• [PROBLEM TO WORK ON]
Copy out the material from the line containing "Q3. Locate the mountain summit" through the end, both included, keeping the requests and their sample formats unchanged. Scale every bounding-box coordinate in the answers by 1.35, rounding to whole numbers with halves rounded up.

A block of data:
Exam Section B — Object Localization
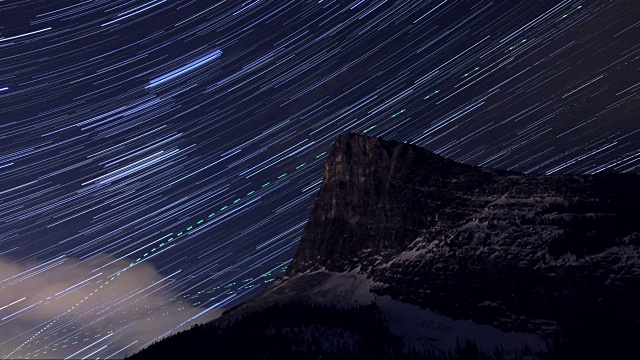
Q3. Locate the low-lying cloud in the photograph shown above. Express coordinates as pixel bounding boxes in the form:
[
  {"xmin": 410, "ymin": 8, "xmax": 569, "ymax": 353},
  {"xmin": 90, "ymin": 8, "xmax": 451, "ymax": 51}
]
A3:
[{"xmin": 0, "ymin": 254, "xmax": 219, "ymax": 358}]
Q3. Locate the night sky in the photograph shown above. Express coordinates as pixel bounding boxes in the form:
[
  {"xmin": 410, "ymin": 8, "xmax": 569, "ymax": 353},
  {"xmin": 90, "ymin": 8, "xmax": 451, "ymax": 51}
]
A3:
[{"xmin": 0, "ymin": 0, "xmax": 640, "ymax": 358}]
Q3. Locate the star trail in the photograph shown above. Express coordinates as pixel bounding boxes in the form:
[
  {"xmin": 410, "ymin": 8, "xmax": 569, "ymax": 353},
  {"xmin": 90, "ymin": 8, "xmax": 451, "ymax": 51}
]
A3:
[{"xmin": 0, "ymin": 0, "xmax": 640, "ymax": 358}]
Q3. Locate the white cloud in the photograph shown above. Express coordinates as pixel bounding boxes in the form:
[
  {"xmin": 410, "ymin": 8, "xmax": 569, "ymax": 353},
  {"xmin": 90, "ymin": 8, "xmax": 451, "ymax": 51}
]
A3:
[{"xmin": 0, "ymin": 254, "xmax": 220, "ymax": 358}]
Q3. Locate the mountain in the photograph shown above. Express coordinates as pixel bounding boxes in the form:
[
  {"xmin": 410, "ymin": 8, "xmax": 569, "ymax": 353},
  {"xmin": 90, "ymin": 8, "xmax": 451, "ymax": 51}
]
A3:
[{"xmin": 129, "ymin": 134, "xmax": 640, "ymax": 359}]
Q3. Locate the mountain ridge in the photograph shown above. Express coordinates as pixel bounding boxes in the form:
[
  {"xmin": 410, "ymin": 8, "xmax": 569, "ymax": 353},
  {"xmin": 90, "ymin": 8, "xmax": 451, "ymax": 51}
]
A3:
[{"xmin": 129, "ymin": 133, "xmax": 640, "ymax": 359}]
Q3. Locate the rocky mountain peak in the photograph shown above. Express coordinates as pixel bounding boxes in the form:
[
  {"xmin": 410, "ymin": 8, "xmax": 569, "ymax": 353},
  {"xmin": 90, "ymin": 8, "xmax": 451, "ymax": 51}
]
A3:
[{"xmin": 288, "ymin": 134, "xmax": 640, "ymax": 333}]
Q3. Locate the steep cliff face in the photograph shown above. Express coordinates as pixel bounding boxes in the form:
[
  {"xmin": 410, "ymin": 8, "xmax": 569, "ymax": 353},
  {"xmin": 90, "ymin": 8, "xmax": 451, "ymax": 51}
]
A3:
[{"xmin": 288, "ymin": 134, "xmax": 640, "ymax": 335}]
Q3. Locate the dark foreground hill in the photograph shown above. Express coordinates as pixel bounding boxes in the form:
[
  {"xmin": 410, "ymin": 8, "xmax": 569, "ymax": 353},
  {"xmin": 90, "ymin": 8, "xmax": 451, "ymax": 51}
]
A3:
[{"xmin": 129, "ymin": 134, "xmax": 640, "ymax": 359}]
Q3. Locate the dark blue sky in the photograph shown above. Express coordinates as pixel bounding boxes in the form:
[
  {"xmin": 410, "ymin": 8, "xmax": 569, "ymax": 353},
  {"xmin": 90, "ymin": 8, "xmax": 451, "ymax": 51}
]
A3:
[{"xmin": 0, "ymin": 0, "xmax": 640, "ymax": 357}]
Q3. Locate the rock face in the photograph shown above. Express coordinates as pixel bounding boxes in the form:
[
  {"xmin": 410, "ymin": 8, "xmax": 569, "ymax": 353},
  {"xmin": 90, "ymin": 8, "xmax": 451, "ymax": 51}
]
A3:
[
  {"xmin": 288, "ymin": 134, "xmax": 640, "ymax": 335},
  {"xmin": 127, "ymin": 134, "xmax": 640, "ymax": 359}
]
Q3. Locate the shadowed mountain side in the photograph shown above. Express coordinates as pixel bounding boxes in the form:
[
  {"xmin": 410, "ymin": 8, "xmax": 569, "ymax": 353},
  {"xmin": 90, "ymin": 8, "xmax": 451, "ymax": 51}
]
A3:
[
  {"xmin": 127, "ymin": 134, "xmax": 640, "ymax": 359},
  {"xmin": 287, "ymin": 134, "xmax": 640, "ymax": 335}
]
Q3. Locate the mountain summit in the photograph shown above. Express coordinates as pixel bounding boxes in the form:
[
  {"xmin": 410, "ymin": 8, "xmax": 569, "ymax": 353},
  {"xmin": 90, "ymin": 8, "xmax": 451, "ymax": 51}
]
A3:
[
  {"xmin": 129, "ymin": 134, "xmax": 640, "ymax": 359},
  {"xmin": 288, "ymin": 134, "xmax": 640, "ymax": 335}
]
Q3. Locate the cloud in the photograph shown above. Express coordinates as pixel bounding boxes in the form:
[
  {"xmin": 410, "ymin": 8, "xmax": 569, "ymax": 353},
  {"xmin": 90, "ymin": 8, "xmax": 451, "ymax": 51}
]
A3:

• [REPLY TO THE EXERCISE]
Q3. Locate the mountain summit in the photograph shown above. Express coordinates as pixel bounding boxes in the form:
[
  {"xmin": 410, "ymin": 8, "xmax": 569, "ymax": 353},
  {"xmin": 90, "ymin": 8, "xmax": 451, "ymax": 51}
]
A3:
[
  {"xmin": 174, "ymin": 181, "xmax": 864, "ymax": 485},
  {"xmin": 389, "ymin": 181, "xmax": 864, "ymax": 452}
]
Q3. Locate the cloud in the photograph shown above. Express coordinates as pixel bounding boxes in the form:
[
  {"xmin": 410, "ymin": 8, "xmax": 569, "ymax": 353},
  {"xmin": 90, "ymin": 8, "xmax": 451, "ymax": 51}
]
A3:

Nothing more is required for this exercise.